Вечером сижу на открытом окне в маленьком салончике нашей гостиницы, он с папиросой рядом на стуле, Аделаида за пианино разбирает какие-то венские вальсы. Разговор мучительно вихляет, то подступив вплотную к жгучей точке, то снова отхлынув… Поздно. Адя встает. Я умоляющим взглядом возвращаю её к клавишам. И говорю, наконец, свое «люблю», таимое год. Он каменеет и потом голосом, звучащим издалека: «поздно… поздно… если бы и хотел, я не могу вам ответить. Я связан словом». И стремительно уходит. Всю ночь лежу с широко раскрытыми в темноту глазами: покой обречения, нет, вся боль раскаяния, нет, бунт: что это такое – связан? Что за рабство – связан?

Утром рано он ворвался к нам. Какое перышко сдунуло с его черт этого вчерашнего Веллемана? Сдунуло весь этот год. Юный, юный, как в Москве. «Сегодня не будет колледжа, сегодня я весь с вами – можно?… Я не помню, что вы уедете» И я, сразу и без остатка счастливая: я не помню, что я уеду. Втроем идем гулять – идем во Францию. Четверть часа ходьбы и – граница, дружелюбно переговариваясь друг против друга, на двух концах мостика швейцарский и французский часовые. Француз шутливо осматривает корзиночку с завтраком, взятым нами из отеля. Лесистая Юра уступами, зелеными каскадами ниспадает, открывая к западу синеющие дали лугов, перелесков, вьющихся ручьев. Дальше островерхие колокольни, позвякивание дальних коров. Июльская тишь. Лежим на скошенном французском сене. Счастливая Франция!

На другой день: сегодня опять во Францию? Да. О, да. Сестра мне: что с ним? Что с вами? Молчу. Не говорим мы с ним больше ни о лекции, ни о чем, что будет, пугливо сторонимся будущего, о букашке ползущей по стеблю, о воспоминаниях детства. Смеемся. Пробираемся в зарослях, не спешим, высвобождая один другого из цепких веток, без нужды переходим ручей, раз и другой раз, и третий, протягивая друг другу руки. Не скажешь, конец ли, начало? Только вдруг его взгляд: о, захоти же! И недоуменно, тихо скажет: какая вы странная, какая… Да, я не захотела бороться за него. Конечно, не ради английской девушки, с детства любившей его и в этот страшный для него год неизменной преданностью завоевавшей свое счастье. Да, он и не нарушил бы, не мог бы нарушить слово «энгеджет»: не того он закала, но был бы весь восторг, вся мука борьбы за свою любовь. Мне же слаще: «не помнить…» Так в призрачном блаженстве прожили мы до минуты расставания.

····················

Задание
Продублируйте дословно часть отрывка, начиная со слов «Утром рано он» и продолжая вплоть до слов «сене. Счастливая Франция!» включительно. Приведённые далее записи — самостоятельный материал, с отрывком не связанный.

····················

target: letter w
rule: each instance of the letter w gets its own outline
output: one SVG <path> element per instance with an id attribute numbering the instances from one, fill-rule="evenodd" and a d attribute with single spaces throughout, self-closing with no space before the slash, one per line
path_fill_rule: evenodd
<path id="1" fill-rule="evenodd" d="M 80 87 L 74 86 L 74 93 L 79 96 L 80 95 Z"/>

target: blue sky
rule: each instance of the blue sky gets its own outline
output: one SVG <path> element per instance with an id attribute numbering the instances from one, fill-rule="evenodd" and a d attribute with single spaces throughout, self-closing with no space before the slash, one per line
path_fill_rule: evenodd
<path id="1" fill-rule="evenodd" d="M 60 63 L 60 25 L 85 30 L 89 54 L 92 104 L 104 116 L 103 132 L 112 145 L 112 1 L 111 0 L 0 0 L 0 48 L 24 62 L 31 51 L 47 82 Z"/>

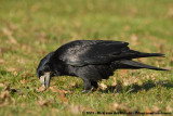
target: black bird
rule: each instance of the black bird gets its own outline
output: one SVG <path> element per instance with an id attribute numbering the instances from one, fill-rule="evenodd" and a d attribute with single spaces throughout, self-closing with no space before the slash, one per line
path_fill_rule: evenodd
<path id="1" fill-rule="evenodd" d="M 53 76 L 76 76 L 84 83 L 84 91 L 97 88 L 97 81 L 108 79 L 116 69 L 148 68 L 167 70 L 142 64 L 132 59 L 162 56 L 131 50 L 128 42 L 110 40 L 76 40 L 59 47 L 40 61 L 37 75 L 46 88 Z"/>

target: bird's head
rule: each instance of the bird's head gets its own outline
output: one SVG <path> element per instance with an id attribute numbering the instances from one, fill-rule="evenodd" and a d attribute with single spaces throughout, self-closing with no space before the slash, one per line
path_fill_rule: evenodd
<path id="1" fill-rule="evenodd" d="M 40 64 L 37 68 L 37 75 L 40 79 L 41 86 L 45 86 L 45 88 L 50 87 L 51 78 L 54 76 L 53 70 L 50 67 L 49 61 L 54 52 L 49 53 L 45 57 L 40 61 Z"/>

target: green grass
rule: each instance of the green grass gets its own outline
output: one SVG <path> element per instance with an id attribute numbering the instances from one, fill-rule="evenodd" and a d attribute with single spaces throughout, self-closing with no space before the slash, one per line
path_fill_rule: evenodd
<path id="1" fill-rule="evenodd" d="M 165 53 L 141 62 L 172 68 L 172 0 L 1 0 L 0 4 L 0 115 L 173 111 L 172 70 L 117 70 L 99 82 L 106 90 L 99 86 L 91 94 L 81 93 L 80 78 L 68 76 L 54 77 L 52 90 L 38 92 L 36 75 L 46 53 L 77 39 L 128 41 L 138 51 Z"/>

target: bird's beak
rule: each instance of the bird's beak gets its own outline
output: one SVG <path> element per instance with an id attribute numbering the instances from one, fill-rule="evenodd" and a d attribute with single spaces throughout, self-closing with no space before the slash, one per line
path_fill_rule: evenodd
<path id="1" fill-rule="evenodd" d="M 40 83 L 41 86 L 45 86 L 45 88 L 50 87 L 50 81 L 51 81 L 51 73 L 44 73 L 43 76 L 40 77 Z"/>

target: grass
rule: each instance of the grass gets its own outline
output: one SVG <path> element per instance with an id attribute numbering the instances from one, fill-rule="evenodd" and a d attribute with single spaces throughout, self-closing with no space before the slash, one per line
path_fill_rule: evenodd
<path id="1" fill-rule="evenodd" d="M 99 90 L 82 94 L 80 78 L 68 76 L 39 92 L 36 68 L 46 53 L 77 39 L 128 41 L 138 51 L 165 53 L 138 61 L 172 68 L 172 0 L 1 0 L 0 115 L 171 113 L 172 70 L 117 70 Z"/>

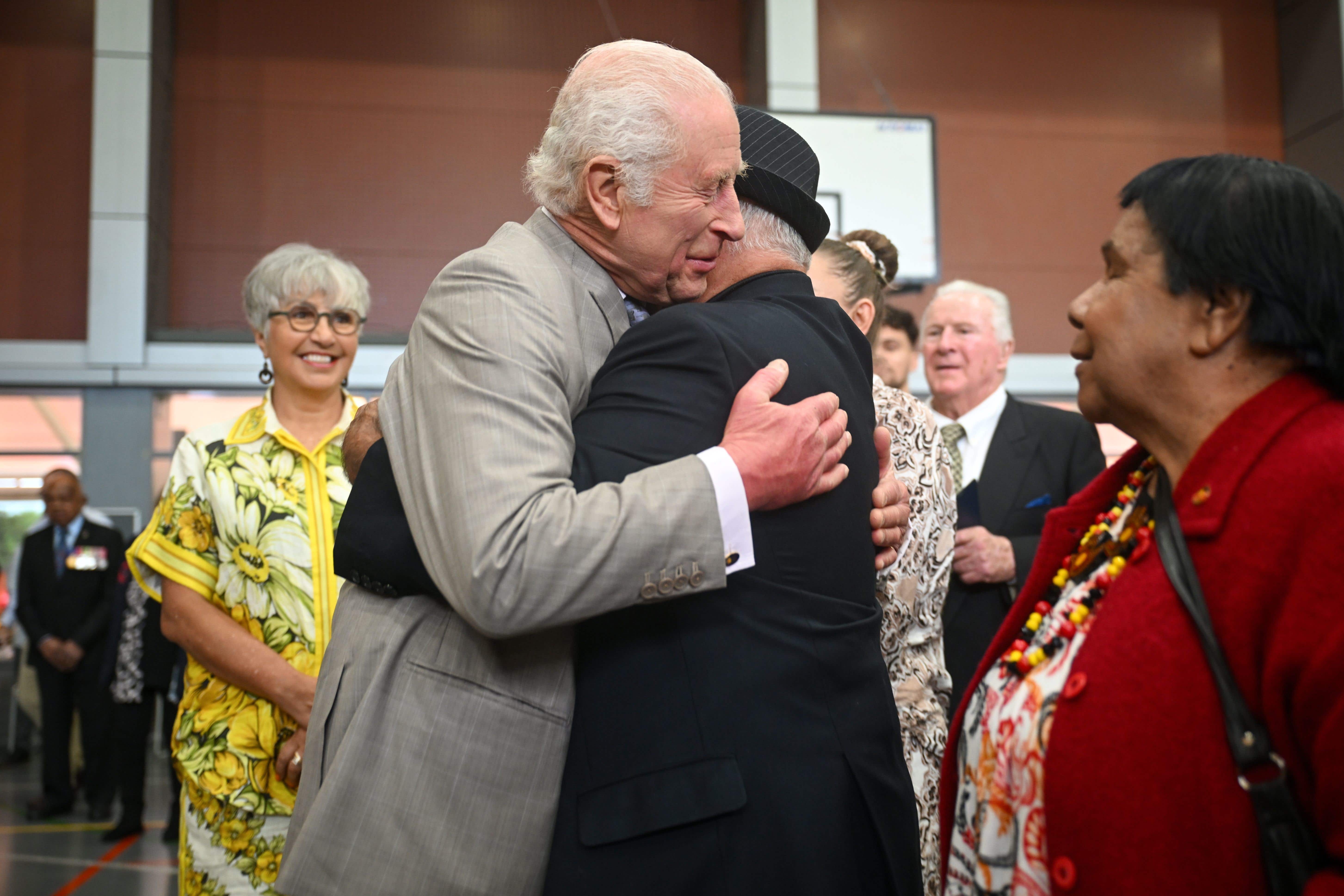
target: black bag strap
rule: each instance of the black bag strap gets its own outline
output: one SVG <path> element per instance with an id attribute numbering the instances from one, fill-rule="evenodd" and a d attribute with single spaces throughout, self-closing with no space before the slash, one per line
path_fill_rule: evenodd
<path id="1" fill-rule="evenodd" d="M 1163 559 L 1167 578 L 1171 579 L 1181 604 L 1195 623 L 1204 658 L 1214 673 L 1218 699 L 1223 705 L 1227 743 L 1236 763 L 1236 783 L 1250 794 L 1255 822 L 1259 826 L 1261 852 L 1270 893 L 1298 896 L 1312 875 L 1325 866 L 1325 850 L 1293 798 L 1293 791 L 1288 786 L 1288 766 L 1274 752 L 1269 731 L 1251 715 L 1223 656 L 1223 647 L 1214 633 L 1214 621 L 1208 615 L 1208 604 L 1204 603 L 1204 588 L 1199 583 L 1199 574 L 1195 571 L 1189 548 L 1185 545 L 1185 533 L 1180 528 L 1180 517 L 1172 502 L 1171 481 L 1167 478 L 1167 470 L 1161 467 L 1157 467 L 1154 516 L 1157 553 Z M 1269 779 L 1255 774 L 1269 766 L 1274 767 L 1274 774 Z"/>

····················

Ваше решение
Утром рано он ворвался к нам. Какое перышко сдунуло с его черт этого вчерашнего Веллемана? Сдунуло весь этот год. Юный, юный, как в Москве. «Сегодня не будет колледжа, сегодня я весь с вами – можно?… Я не помню, что вы уедете» И я, сразу и без остатка счастливая: я не помню, что я уеду. Втроем идем гулять – идем во Францию. Четверть часа ходьбы и – граница, дружелюбно переговариваясь друг против друга, на двух концах мостика швейцарский и французский часовые. Француз шутливо осматривает корзиночку с завтраком, взятым нами из отеля. Лесистая Юра уступами, зелеными каскадами ниспадает, открывая к западу синеющие дали лугов, перелесков, вьющихся ручьев. Дальше островерхие колокольни, позвякивание дальних коров. Июльская тишь. Лежим на скошенном французском сене. Счастливая Франция!